● What is expected: Swap each "Carefully examine" in the listing below for "Closely inspect", and write out the whole listing again with nothing else altered.
═══ Data listing ═══
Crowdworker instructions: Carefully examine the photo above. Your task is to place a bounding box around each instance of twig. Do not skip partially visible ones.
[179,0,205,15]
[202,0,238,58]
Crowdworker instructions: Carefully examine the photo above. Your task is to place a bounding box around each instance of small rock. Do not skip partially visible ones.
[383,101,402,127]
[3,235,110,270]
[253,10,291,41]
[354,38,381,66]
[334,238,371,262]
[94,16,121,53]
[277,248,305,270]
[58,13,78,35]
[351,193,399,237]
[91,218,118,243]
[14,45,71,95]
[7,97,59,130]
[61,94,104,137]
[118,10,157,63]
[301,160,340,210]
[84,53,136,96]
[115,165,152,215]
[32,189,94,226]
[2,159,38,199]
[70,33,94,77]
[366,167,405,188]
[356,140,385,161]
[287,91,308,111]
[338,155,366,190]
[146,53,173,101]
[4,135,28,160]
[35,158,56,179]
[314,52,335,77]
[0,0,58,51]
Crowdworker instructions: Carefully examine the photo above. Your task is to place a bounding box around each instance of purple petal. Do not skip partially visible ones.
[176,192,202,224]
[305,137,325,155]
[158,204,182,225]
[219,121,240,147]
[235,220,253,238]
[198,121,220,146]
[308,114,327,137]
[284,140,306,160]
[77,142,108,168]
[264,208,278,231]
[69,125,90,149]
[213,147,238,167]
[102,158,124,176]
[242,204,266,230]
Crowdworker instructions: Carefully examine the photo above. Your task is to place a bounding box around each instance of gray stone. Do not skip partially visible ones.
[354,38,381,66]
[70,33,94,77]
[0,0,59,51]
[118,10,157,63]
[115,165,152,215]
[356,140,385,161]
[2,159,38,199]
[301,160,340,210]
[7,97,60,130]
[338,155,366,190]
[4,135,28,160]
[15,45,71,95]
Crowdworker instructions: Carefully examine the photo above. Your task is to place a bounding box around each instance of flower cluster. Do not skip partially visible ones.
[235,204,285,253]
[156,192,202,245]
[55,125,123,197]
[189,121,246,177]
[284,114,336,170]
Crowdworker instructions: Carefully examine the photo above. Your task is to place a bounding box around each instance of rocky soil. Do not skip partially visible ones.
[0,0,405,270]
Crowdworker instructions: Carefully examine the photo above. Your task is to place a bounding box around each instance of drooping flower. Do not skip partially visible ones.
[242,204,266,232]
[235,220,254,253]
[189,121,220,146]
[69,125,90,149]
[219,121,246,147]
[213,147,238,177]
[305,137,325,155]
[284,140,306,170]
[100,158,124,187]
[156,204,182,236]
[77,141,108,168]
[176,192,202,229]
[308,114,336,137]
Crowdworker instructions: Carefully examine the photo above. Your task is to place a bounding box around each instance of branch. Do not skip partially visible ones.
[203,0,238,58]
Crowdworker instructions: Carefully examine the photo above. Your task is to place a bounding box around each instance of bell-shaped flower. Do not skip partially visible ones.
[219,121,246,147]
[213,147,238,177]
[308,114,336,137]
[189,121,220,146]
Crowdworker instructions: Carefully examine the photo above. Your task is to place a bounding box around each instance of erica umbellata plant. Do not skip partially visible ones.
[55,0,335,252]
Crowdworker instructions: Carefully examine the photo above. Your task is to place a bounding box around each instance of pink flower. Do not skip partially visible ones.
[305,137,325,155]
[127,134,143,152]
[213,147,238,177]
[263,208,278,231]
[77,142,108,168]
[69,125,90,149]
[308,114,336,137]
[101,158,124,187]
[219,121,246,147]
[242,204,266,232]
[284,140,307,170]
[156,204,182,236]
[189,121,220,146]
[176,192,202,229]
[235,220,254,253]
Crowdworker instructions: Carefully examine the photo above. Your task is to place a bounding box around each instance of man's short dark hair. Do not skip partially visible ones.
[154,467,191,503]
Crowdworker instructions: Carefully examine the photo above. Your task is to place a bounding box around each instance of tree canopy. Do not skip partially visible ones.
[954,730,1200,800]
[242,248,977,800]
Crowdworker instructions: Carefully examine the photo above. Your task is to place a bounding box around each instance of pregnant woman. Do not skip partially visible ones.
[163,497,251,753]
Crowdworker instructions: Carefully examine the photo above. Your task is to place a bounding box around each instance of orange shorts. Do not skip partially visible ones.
═══
● Right answer:
Crowdworker instructions: Closely inspect the photo above. Your task is to place a bounding box around each instance of twig. Do not skip partially visible ones.
[179,0,205,15]
[202,0,238,58]
Crowdworker instructions: Closely inspect the photo above. Your task is to place a bounding box around each instance of small rock. Do not skip partially visible ones.
[383,101,402,127]
[3,235,110,270]
[253,10,291,41]
[354,38,381,66]
[334,238,371,262]
[94,16,121,53]
[277,248,305,270]
[58,13,78,35]
[351,193,399,237]
[91,218,118,243]
[14,45,71,95]
[7,97,59,130]
[61,94,104,137]
[118,10,157,63]
[301,160,340,210]
[84,53,136,96]
[115,165,152,215]
[32,189,94,226]
[2,159,38,199]
[70,33,94,77]
[366,167,405,188]
[356,140,385,161]
[287,91,308,111]
[338,155,366,190]
[146,53,173,101]
[4,135,28,160]
[35,158,56,179]
[314,52,335,77]
[0,0,58,51]
Crowdworker instructions: Closely inspect the photo above. Your task is to place a bounding box around each instance of purple petal. Do not skip partially visible ones.
[176,192,202,224]
[305,137,325,155]
[158,204,182,225]
[219,121,240,147]
[235,220,253,238]
[198,121,220,146]
[308,114,327,137]
[284,140,306,160]
[77,142,108,168]
[264,208,278,231]
[69,125,90,149]
[213,147,238,167]
[102,158,124,176]
[242,204,266,230]
Crowdworker instructions: Closely inspect the photo above. Your task is to place a bounding box around each instance of gray stone. Do not skip partially visible ones.
[354,38,381,66]
[70,33,94,77]
[0,0,59,51]
[118,10,157,63]
[115,165,152,215]
[356,140,385,161]
[2,159,38,199]
[301,160,340,210]
[7,97,60,130]
[338,155,366,190]
[4,135,28,160]
[15,45,71,95]
Crowdworker instructions: Closely inspect the photo above. Your task is to place a bounding box around each instance of flower cluster. Do not skip partially visible ones.
[235,204,285,253]
[156,192,202,245]
[55,125,123,197]
[189,121,246,177]
[284,114,336,170]
Crowdworker instructions: Closely inspect the photo above. Your task is to place a bounding box around each instance of rocky soil. Do not skip partially visible ones.
[0,0,405,270]
Crowdworker instructions: Closely inspect the photo above. Your task is to place a bounding box around each instance of drooping flower. Do not skip partially visible ones.
[242,204,266,232]
[235,220,254,253]
[189,121,220,146]
[69,125,90,149]
[219,121,246,147]
[213,147,238,177]
[305,137,325,155]
[284,140,306,170]
[100,158,124,187]
[156,204,182,236]
[77,141,108,168]
[176,192,202,229]
[308,114,336,137]
Crowdworker instructions: Closely inspect the photo above. Your task is to place a bounding box around each instance of branch. Do not skip partially visible ones.
[203,0,238,58]
Crowdworker instructions: Closely inspect the photo above. Your task is to place a bounding box around each instance of bell-shaped flower. Do not skip partially visible ones.
[219,121,246,147]
[213,147,238,177]
[308,114,336,137]
[189,121,220,146]
Crowdworker instructions: Closely inspect the photo above. Your task is to place a bounding box around each instance of erica umbellata plant. Do not skip partially visible ones.
[55,0,335,252]
Crowdworker instructions: Closely inspect the photo above. Your task is to place a bounding box around each instance of pink flower. Do not skip partially visible ones.
[305,137,325,155]
[127,134,143,152]
[213,147,238,177]
[263,208,278,231]
[77,142,108,168]
[69,125,90,149]
[308,114,336,137]
[101,158,124,187]
[219,121,246,147]
[242,204,266,232]
[284,140,307,170]
[156,204,182,236]
[189,121,220,146]
[176,192,202,229]
[235,220,254,253]
Crowdworker instructions: Closely inspect the photo above. Your task is to place a bounding box around each instance of man's short dark hair. Do not skip partially visible ones.
[154,467,191,503]
Crowdworker instructions: Closely inspect the photo above. Your task is to place a bounding box around each instance of tree canopy. Do not skip partially visible ones.
[954,730,1200,800]
[242,248,977,800]
Crowdworker instructions: Closely inspect the photo above. Your task is to place a bounding box around each instance of pregnant woman. Do not skip partially visible ones.
[163,497,251,753]
Crowdworker instructions: Closely inspect the photo above. Your task is to place a bounding box around each instance of orange shorts. Do not skip partially visible ones.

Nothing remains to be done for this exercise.